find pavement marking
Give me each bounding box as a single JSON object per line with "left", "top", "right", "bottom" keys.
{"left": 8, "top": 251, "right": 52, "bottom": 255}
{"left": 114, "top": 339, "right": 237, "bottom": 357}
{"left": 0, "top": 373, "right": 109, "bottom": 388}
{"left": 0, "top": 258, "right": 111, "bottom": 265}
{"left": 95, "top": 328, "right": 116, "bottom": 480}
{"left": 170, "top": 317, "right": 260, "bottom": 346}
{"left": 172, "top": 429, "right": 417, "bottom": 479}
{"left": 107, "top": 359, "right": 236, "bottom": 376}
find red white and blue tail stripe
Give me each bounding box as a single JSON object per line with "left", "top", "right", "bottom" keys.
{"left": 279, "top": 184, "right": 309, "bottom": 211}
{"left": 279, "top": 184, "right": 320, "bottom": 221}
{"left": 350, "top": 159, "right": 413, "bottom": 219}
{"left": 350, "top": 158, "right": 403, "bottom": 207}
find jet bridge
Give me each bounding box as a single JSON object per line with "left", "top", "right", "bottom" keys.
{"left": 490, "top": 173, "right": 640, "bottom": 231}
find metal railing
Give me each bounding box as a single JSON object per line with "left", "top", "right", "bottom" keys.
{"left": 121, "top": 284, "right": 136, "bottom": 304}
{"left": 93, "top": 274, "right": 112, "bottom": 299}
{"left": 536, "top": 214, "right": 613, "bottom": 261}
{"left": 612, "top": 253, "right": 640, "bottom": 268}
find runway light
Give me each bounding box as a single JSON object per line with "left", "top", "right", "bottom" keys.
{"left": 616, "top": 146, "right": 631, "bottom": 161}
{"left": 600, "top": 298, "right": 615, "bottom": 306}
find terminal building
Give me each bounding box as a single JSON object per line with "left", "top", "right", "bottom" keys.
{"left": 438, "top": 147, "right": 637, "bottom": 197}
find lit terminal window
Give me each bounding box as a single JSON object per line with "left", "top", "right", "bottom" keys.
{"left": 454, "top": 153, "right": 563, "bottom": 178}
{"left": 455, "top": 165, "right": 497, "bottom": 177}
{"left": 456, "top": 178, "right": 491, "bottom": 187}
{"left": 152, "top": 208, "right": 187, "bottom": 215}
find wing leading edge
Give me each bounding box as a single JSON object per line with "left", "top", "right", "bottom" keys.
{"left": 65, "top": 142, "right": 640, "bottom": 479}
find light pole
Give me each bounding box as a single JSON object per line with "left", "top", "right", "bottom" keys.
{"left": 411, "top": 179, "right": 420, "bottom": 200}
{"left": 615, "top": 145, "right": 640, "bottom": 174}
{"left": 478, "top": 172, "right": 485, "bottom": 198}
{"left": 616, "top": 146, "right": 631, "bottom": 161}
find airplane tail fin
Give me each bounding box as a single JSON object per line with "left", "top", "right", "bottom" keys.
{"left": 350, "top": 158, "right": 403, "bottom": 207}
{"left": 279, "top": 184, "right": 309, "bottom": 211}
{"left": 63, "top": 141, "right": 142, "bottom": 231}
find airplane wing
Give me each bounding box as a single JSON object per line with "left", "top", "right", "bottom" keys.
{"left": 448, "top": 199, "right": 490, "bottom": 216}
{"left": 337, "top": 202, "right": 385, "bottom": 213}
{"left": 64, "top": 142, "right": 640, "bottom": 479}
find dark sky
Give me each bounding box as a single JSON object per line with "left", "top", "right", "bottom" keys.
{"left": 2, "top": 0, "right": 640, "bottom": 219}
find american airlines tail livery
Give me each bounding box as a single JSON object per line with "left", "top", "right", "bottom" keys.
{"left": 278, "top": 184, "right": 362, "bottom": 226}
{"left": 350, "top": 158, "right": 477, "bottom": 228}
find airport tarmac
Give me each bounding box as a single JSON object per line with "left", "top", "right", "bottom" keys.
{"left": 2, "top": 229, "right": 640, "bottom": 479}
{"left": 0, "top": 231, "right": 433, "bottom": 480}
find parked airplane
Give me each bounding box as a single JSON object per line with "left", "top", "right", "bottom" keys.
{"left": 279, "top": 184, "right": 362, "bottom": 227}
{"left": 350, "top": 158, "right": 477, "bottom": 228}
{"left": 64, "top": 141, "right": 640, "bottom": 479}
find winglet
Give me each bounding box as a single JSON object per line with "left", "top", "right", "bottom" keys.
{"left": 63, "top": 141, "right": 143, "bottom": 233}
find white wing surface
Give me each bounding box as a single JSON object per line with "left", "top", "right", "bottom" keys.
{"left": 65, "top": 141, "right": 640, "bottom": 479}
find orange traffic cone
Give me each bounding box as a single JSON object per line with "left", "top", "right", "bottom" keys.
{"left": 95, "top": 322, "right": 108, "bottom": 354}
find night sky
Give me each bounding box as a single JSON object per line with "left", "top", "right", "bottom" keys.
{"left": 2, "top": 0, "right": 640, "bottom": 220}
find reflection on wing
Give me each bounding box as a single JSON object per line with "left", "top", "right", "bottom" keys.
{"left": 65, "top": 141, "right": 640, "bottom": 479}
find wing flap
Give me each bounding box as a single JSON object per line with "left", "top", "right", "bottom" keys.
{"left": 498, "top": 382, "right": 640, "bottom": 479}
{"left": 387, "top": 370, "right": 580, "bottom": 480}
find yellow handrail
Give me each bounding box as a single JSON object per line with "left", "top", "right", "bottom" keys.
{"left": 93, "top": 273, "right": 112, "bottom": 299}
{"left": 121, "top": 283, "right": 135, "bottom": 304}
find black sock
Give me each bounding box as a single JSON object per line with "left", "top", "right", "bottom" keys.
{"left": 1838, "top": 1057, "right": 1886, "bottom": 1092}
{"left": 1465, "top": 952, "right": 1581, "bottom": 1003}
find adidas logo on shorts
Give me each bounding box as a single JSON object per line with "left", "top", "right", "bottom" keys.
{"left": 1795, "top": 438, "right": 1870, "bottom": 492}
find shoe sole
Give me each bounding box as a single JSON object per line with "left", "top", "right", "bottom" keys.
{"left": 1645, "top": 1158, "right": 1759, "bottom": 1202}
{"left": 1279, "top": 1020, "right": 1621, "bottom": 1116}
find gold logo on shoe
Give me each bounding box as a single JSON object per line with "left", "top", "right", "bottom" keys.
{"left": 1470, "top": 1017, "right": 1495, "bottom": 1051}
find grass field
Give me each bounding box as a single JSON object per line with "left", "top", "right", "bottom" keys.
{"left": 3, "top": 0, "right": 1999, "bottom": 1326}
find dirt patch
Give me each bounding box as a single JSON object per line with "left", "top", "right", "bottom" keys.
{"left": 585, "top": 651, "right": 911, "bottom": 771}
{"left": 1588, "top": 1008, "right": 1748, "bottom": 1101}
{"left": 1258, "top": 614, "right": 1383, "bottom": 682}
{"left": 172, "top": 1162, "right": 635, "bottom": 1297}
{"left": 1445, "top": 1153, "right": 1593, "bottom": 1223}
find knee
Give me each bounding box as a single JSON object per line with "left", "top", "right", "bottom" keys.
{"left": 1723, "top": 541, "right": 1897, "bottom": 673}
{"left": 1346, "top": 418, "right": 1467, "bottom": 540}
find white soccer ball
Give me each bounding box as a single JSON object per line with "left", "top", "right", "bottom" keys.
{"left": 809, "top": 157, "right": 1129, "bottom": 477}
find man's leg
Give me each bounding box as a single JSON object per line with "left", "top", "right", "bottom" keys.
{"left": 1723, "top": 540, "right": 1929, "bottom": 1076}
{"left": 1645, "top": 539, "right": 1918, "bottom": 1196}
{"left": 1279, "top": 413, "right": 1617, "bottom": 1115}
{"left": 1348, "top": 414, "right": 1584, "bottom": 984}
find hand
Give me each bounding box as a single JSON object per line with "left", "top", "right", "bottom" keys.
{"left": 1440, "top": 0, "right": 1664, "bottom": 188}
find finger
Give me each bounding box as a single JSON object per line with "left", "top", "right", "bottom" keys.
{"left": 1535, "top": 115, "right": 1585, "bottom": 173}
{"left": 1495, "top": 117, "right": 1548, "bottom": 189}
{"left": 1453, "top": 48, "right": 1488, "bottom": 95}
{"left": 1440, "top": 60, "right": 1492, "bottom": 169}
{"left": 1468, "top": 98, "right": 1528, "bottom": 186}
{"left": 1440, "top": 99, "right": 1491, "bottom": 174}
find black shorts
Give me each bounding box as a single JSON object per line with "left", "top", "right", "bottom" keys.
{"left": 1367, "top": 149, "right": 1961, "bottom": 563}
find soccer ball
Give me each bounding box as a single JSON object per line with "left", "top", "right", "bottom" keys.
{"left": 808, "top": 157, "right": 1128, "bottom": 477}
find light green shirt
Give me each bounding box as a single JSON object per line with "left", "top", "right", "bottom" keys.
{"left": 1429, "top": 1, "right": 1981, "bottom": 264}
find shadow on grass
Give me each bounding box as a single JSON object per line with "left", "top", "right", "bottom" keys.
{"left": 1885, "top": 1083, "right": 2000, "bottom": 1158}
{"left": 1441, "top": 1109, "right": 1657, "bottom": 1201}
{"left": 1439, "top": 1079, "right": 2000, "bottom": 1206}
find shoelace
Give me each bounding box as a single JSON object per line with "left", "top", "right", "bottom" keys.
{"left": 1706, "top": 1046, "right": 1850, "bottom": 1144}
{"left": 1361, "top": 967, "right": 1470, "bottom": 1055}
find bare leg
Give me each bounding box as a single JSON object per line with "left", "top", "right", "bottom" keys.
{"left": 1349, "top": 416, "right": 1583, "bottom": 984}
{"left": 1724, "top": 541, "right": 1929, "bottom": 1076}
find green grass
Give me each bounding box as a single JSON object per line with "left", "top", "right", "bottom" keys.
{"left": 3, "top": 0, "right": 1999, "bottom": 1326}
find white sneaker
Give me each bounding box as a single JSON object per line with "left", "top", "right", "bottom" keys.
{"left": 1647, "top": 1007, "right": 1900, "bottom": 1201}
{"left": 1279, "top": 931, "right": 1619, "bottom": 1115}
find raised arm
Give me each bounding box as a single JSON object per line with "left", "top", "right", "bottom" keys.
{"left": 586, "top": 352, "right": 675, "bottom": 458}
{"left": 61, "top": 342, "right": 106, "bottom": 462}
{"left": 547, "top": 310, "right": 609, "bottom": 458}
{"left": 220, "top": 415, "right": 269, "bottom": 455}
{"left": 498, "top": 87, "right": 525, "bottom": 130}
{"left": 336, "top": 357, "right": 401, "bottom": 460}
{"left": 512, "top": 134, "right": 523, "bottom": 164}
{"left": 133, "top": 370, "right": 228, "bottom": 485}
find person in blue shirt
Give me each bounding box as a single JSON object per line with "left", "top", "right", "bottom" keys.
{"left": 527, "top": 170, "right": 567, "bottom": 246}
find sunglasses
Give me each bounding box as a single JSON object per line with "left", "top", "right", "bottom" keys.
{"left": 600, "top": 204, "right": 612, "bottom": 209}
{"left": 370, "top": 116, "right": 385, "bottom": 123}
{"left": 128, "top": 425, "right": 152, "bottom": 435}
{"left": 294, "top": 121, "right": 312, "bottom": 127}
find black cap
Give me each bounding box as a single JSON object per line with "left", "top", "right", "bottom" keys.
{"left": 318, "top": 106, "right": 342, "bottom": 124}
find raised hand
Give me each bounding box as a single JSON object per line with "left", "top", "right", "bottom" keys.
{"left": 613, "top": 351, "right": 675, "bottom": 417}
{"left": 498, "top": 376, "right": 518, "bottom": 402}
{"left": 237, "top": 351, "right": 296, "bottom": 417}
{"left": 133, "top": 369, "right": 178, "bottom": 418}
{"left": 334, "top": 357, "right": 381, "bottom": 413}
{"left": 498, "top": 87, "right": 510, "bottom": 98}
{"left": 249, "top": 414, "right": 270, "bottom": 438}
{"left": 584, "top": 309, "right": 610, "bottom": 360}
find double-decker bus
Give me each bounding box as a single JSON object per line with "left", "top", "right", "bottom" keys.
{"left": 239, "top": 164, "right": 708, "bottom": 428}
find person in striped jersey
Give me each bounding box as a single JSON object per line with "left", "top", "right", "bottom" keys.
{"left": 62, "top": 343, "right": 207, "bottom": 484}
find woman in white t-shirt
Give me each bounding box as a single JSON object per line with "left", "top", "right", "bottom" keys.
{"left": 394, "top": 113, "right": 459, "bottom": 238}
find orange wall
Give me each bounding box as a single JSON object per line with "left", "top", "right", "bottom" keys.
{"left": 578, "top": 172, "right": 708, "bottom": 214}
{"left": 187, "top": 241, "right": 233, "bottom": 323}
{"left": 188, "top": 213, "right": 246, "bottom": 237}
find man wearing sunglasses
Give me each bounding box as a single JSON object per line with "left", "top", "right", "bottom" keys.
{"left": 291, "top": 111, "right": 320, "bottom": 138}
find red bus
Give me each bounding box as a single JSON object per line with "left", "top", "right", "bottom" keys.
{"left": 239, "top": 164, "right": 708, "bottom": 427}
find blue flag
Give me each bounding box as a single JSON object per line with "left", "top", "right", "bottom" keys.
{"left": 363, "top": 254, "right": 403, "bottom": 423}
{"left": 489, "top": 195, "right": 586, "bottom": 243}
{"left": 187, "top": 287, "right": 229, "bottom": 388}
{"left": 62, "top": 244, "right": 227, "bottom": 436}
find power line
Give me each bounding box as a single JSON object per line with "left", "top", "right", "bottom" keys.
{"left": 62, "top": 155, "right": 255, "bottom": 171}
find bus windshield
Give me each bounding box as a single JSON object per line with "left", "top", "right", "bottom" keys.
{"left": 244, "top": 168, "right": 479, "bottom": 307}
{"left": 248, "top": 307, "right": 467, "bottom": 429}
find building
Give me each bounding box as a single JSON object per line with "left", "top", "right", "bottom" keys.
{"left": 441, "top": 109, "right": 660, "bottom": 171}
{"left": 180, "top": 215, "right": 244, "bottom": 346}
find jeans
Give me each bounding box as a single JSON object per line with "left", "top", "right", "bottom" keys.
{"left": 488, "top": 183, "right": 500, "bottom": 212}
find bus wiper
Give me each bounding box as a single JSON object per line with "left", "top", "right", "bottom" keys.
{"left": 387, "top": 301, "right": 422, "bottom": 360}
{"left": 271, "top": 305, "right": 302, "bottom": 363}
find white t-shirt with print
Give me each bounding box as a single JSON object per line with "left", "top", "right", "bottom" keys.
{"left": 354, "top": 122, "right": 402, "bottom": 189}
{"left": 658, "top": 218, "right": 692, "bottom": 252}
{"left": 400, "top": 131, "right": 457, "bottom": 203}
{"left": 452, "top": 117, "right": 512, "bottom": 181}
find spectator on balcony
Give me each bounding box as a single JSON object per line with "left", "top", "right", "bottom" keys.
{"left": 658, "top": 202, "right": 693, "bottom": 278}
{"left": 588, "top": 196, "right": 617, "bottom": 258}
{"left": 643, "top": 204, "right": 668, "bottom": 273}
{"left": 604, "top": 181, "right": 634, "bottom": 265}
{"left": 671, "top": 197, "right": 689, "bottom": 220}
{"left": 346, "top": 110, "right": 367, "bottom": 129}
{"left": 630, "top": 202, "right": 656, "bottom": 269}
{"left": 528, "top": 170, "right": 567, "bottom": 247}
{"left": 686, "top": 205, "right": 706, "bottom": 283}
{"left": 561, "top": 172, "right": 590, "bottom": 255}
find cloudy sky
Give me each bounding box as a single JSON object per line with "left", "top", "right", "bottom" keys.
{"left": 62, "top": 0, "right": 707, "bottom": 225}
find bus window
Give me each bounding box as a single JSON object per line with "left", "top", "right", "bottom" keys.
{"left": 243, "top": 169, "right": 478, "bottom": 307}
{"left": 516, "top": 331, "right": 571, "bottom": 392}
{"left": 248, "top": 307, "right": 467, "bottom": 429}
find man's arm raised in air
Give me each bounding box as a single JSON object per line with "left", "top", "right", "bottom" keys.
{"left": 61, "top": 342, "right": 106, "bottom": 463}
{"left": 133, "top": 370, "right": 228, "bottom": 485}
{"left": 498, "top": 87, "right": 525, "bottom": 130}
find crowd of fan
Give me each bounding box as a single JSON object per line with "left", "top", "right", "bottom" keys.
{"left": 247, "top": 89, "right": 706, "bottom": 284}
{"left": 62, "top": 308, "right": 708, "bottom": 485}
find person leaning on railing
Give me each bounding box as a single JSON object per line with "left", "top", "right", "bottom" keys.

---

### PROBLEM REQUIREMENTS
The lines above, from the start of the records through the one containing "find red white and blue tail stripe", are to be printed exactly, and nothing else is to be included.

### FINISHED TASK
find pavement marking
Give me each bounding box as a single JSON object per line with "left", "top", "right", "bottom" keys.
{"left": 8, "top": 251, "right": 52, "bottom": 255}
{"left": 114, "top": 339, "right": 237, "bottom": 357}
{"left": 0, "top": 373, "right": 109, "bottom": 388}
{"left": 0, "top": 258, "right": 111, "bottom": 265}
{"left": 95, "top": 328, "right": 116, "bottom": 480}
{"left": 170, "top": 317, "right": 260, "bottom": 346}
{"left": 172, "top": 429, "right": 417, "bottom": 479}
{"left": 107, "top": 359, "right": 236, "bottom": 376}
find red white and blue tail stripe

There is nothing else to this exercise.